Ransomware is crippling hospitals. People's lives are on the line. And the tech community is in a frenzy of excuses, whining, and hypothetical bullshit about shipping labels. Sagely pointing out to each other that hospitals aren't tech companies, like only tech companies know how to use computers.
Sometimes this industry disgusts me. "X is hard" -- what the fuck is your profession? Easy shit? Fine, step aside.
We have let our civilization down. Whining that X is hard is not going to fix anything. Take the week off and put in some pro bono consulting time with any nearby organization that got hit. Make things better. Fuck your blog posts.
Sorry, I didn't catch where your volunteer shifts are happening?
In the very first sentence you shame commentators for presuming to be more competent than hospital staff, then you go on to suggest riding in on a silver steed to bless them with your powerful expertise.
Frankly, a bunch of startup hackers showing up and trying to play hero is not going to be any more effective than this blog post. This doesn't get solved with arrogant cowboy antics, and it doesn't get solved in a week even by seasoned experts. You have no knowledge of the ecosystem of devices operating on their network, and the constellation of concerns they must balance, and thus you can't offer anything but the most general of advice with which their IT staff is certainly already familiar.
If you really want to make a difference, go apply for a job there and put in a few years of work—that is likely to have impact. Short of that, there's worse things you can do than write a blog post; at least a few of them are probably providing useful perspectives to those actually tasked with solving this problem long-term.
My shifts are happening in two elementary schools, three urgent care clinics, and a local nonprofit's office. Why did you think I was speaking hypothetically? I've already taken the next two weeks off. When I'm done with this batch I've got more to do.
Your entire second paragraph is bullshit. The affected are being affected because their existing technology deployments are broken. This isn't just some nightmare that happens to everyone, and it isn't some abstract structural issue that only affects large organizations. There are a lot of groups getting screwed here. They need help. If they didn't need help, they wouldn't have got hit. I am helping.
You can sit by and armchair-quarterback the incident response, that's fine. We don't need you anyway. Useful perspectives can go pound sand. There is work to be done.
The OP is talking about big orgs, so it's kind of a dick move to hijack the conversation and proclaim your agenda to be morally superior. You don't have to put other people down to make your point. It's childish, counter-productive, and you leave yourself open to criticism that your work is also The Wrong Thing because you're not volunteering for some greater cause like helping sick and dying people in developing nations. But I guess if a desire to be better than everyone else motivates you to do some good then I guess it's not a total loss?

******

**EXPLORE THE MATERIAL**
1. Copy, word for word, the part of the ransomware thread that opens with the words containing "My shifts are" and closes with "more to do.".
2. Using the ransomware thread, say whether each statement agrees with it, and back each yes or no with the deciding words from the thread. (a) The first post urges readers to take a month off for unpaid consulting work. (b) One reply says its writer has already taken the next two weeks off. (c) One reply says its writer is volunteering at three hospitals.
3. Pick up the ransomware thread where it stops and keep it going.

**STORED DATA**
******

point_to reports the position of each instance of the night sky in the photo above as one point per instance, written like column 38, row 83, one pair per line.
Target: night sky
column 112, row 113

******

**OUTPUTS FOR THE TASKS**
1.
My shifts are happening in two elementary schools, three urgent care clinics, and a local nonprofit's office. Why did you think I was speaking hypothetically? I've already taken the next two weeks off. When I'm done with this batch I've got more to do.

2.
(a) No: "Take the week off and put in some pro bono consulting time with any nearby organization that got hit."
(b) Yes: "I've already taken the next two weeks off."
(c) No: "My shifts are happening in two elementary schools, three urgent care clinics, and a local nonprofit's office."

3.
Patching is not a technical problem, 90% of the time. It's a political one (in medium to big operations). We have let our civilization down? No, our civilization is still asleep believing than when we say that patching is important, that rebooting your pc to install upgrades is important, we are spewing shit.
You need to patch, but big management wants X features implemented before the fix that will actually allow you to patch stuff without creating problems. And the only thing you can do is fix stuff after it breaks and look at your manager(s) when they leave in the day shit hits the fan at 6PM, as usual. And then stay in the night restoring data and praying it's not corrupted or infected too.
And in that moment you are sure of one thing: it will happen again, next time. Our civilization does not care.
Respecting that much of what you say here is true, and acknowledging that I've got a foul mouth and attitude problem myself at times, as well as an increasing abiding contempt, bred from far too much familiarity, with information technology and the infotech commercial world, the reality is that much of this stuff is, in aggregate and in practice, hard.
For ... various reasons, including a great deal of failure-to-anticipate (or more often: Choosing To Deny) Reality and Consequences. Which Bellovin details, and has been detailing for damned near five decades now.
But that still leaves us Where We Are Now:
* With hundreds of millions of Broken Systems.
* More being shipped daily.
* Strapped organisations and staffs.
After fighting the present fire, some sensible approaches to reducing future threats, including cranking up consequential liability on the firms, and backers, and financers, and stockholders, which produced the present mess, such that future risks are properly costed in to decisionmaking, might be a useful activity.
Sometimes this industry disgusts me. "X is hard" -- what the fuck is your profession? Easy shit? Fine, step aside.
We have let our civilization down. Whining that X is hard is not going to fix anything. Take the week off and put in some pro bono consulting time with any nearby organization that got hit. Make things better. Fuck your blog posts.